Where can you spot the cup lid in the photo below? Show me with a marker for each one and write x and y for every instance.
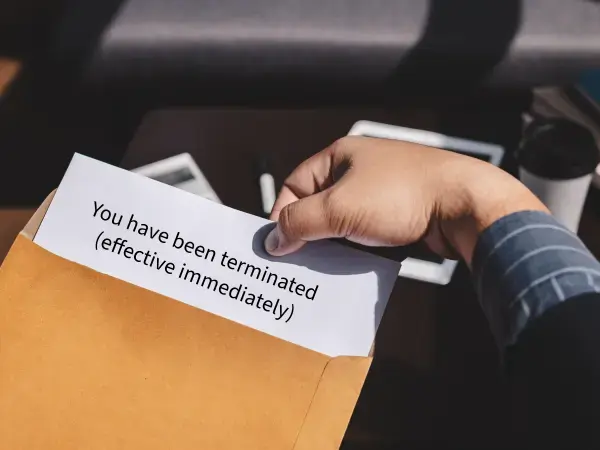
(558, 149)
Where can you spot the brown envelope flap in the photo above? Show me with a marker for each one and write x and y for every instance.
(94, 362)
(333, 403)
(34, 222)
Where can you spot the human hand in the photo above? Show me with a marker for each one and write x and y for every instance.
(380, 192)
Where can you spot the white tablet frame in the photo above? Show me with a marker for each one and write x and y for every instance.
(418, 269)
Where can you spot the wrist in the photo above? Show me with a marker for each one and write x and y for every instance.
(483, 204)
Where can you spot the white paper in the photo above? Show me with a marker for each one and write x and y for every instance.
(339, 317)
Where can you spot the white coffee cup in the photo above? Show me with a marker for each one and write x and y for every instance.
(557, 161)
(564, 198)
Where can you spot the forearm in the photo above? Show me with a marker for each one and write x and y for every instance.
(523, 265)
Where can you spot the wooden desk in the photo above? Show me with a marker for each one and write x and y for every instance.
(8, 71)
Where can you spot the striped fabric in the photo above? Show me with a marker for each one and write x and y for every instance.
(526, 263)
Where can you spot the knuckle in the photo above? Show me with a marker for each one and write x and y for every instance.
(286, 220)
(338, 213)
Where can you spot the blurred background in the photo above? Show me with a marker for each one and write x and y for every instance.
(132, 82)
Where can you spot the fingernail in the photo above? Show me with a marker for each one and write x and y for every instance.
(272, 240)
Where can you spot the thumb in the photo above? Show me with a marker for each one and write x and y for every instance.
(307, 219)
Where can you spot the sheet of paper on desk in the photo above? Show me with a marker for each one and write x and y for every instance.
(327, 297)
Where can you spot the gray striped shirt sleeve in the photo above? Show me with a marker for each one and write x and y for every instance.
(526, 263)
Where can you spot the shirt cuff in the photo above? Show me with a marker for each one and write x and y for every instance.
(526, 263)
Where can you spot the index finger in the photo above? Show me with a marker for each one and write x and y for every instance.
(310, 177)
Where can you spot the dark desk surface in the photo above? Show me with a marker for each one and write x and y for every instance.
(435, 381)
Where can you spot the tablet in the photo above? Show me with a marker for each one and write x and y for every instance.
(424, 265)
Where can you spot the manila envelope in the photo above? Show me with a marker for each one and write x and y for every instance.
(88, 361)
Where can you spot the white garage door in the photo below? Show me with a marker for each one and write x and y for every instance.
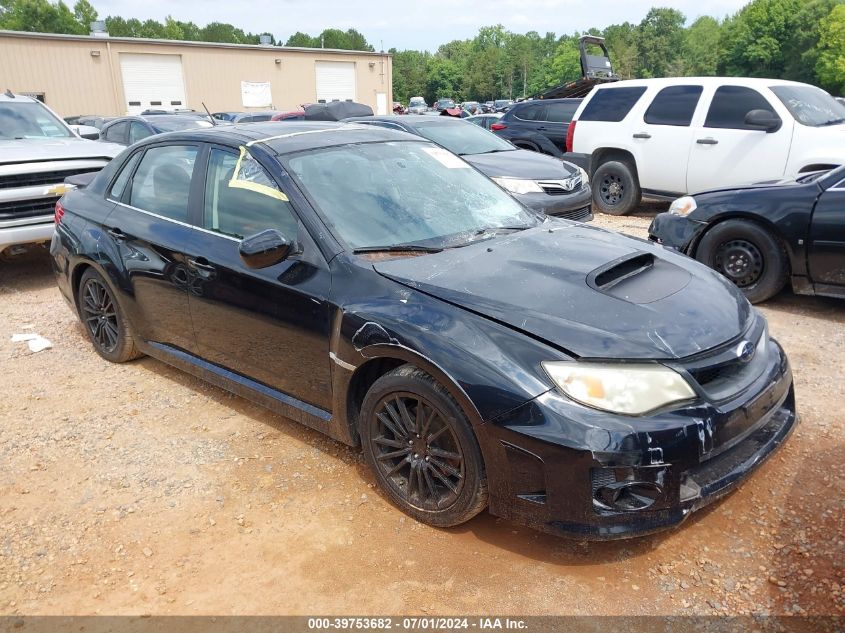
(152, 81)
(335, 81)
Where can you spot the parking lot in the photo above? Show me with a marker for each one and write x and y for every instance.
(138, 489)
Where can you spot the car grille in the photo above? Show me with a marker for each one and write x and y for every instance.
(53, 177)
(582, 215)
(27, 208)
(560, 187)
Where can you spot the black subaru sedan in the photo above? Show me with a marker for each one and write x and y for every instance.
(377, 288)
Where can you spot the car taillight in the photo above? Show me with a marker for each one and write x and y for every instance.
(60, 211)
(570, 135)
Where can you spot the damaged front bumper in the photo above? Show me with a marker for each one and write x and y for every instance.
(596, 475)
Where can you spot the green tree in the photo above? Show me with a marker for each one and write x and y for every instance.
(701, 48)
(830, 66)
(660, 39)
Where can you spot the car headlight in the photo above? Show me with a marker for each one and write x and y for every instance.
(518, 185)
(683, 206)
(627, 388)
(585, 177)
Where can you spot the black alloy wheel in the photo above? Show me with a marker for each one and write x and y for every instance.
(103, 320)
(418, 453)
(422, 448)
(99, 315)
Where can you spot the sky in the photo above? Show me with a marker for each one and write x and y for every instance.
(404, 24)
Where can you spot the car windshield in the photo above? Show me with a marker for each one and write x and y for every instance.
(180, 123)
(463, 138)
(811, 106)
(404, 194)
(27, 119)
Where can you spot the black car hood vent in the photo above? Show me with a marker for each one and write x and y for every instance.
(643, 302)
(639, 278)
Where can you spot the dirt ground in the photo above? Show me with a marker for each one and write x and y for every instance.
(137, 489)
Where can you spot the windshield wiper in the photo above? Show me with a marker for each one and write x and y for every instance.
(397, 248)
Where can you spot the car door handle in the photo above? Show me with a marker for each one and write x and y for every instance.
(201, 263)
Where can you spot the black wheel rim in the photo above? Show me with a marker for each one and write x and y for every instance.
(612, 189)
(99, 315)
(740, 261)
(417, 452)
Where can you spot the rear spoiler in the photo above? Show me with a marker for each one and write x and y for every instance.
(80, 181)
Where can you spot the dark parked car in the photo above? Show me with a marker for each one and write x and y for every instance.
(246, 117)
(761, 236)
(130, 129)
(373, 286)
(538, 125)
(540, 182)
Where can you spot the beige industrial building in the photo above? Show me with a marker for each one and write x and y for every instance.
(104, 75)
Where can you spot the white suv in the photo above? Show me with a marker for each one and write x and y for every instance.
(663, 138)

• _THE PROBLEM_: Set each line of the records down exactly, leaving every picture out.

• _OUTPUT FOR THIS EXERCISE_:
Where can you spot the cup lid in the photo below? Show me with a marker for each one and write x and y for every instance.
(558, 149)
Where can you spot the brown envelope flap in the photo above? Show me with a marker for each one and write x and y for every instance.
(94, 362)
(333, 403)
(34, 222)
Where can you spot the human hand in the photo above? Show me with a marker for each one and write x and y for every instance.
(380, 192)
Where can you spot the white tablet frame in the photo above? Show me with a marker for each one and write x and y for every instance.
(418, 269)
Where can you spot the wrist in the photo above? Show me with a marker for each one and write x and y for every instance.
(483, 204)
Where can you spot the white paper in the photo above? Show me with a marker for each one and write x and y for every instance.
(339, 317)
Where can you spot the white coffee cup in the photo above? Show me with a marker for each one and write x and y for every instance.
(557, 161)
(564, 198)
Where can you spot the forearm in the photo above? Show me with a marker for each one and write x and y for every instance.
(523, 265)
Where can you spot the wooden desk in the photo above? Show me with a marker for each one and write x and y for every instance.
(8, 71)
Where can you spot the striped fabric in the photo above? Show me with a marker for each one and write x and y for every instance.
(526, 263)
Where can you spot the knuckle in the photo above? Show me with a marker for each one and write x and y for every instance.
(286, 220)
(338, 213)
Where can you spot the blurred background in the photo above? Show me with a marker for each one and write x and y for every instance.
(132, 82)
Where can you spot the fingernail in the photo above? Show me with a marker for each one and write x and y for every instance.
(272, 240)
Where can you spot the thumb in the photo above? Show me with a marker for each one and write x and y for every instance.
(307, 219)
Where can you spot the sheet of paper on desk in the photo above? Show me with a marker for each one and write x and y for every instance.
(327, 297)
Where can you spot the gray striped shirt sleeve in the photo above? Show me with a marker for each one and write x and y for every instance.
(526, 263)
Where can you spot the shirt cuff in the photo above? Show me with a marker for each one and write x and y for every instance.
(526, 263)
Where can you spot the index finger in the photo above? Show me with a marker for each one and write x and y for every instance.
(310, 177)
Where can you spot the dark desk surface in the photo above? Show me with a marker for each one and write x and y for every instance.
(435, 381)
Where can you spot the tablet in the photo above? Show me with a marker for each one and write x and y for every instance.
(424, 265)
Where can you spot the manila envelope in the photo above? Show me with a marker for each one and write x and y for every instance.
(88, 361)
Where can you spot the white garage door in the photo below? Show me with a marker for each one and write x and y for every instance.
(152, 81)
(335, 81)
Where can you spot the parking lot in the photo above? Show me with a marker for each one and write x and y for every instance.
(138, 489)
Where can you spot the car grille in the photo above? Show me with a marker for each one and write x and y for every instance.
(53, 177)
(582, 215)
(27, 208)
(560, 187)
Where can you spot the black subaru sedan in the photo above? Show me with a marker for each one and write x and y for every instance.
(377, 288)
Where can you spot the car taillight in the photo above? Show me with a marker for each one and write x and y for every instance.
(60, 211)
(570, 135)
Where can you spot the damaged front bumper in the photo above? Show me with a marker for each one and write x and y for every instance.
(596, 475)
Where can you spot the green tree in the photo above? Show me with a marker for each one and write x and y for every instance.
(701, 48)
(830, 66)
(660, 39)
Where can you spot the car headlight in the photo above? Show me with a marker for each one and write x and y for every instance.
(518, 185)
(683, 206)
(627, 388)
(585, 177)
Where can you spot the black alloy wheel in the photo above? Show me with a marker for each one and write x and y for every instance.
(103, 320)
(418, 453)
(422, 448)
(99, 315)
Where can you spot the sky in the photo above? Show me with a marker for each one and write x and y for every instance.
(404, 24)
Where can you spot the car windshield in the photo above? Show me with a marker for each one and write x and y for every instance.
(180, 123)
(463, 138)
(811, 106)
(404, 194)
(27, 119)
Where can you spot the black car hood vent in the photo above? Show me with a marker for each one and write x and y for every instance.
(643, 302)
(639, 278)
Where can you spot the dirt ground in the photo above? Show me with a marker for each one and write x and y for every instance.
(137, 489)
Where can you spot the windshield wiper in the photo above? Show me with a marker for each one and write x and y for every instance.
(397, 248)
Where can you spot the car door handle in the photo above? Show me with a marker for each one and write x and y for every instance.
(201, 263)
Where can you spot the black wheel rim in the photo above? Show me with a marker for each one and write x and y for every instance.
(612, 189)
(99, 315)
(740, 261)
(417, 452)
Where can you spot the rear spoiler in the photo above? Show me with a marker for each one and write x and y for every instance.
(80, 181)
Where can you spot the dark parked car in the photo above? Show me with a marker for each one and write x and y for every instance.
(246, 117)
(761, 236)
(130, 129)
(373, 286)
(538, 125)
(540, 182)
Where can you spot the beige industrial building in the photo above? Show me with a marker for each one and write x and y for every instance.
(104, 75)
Where can you spot the white suv in the photo above? Show me with a marker for each one and write x and y for every instance.
(663, 138)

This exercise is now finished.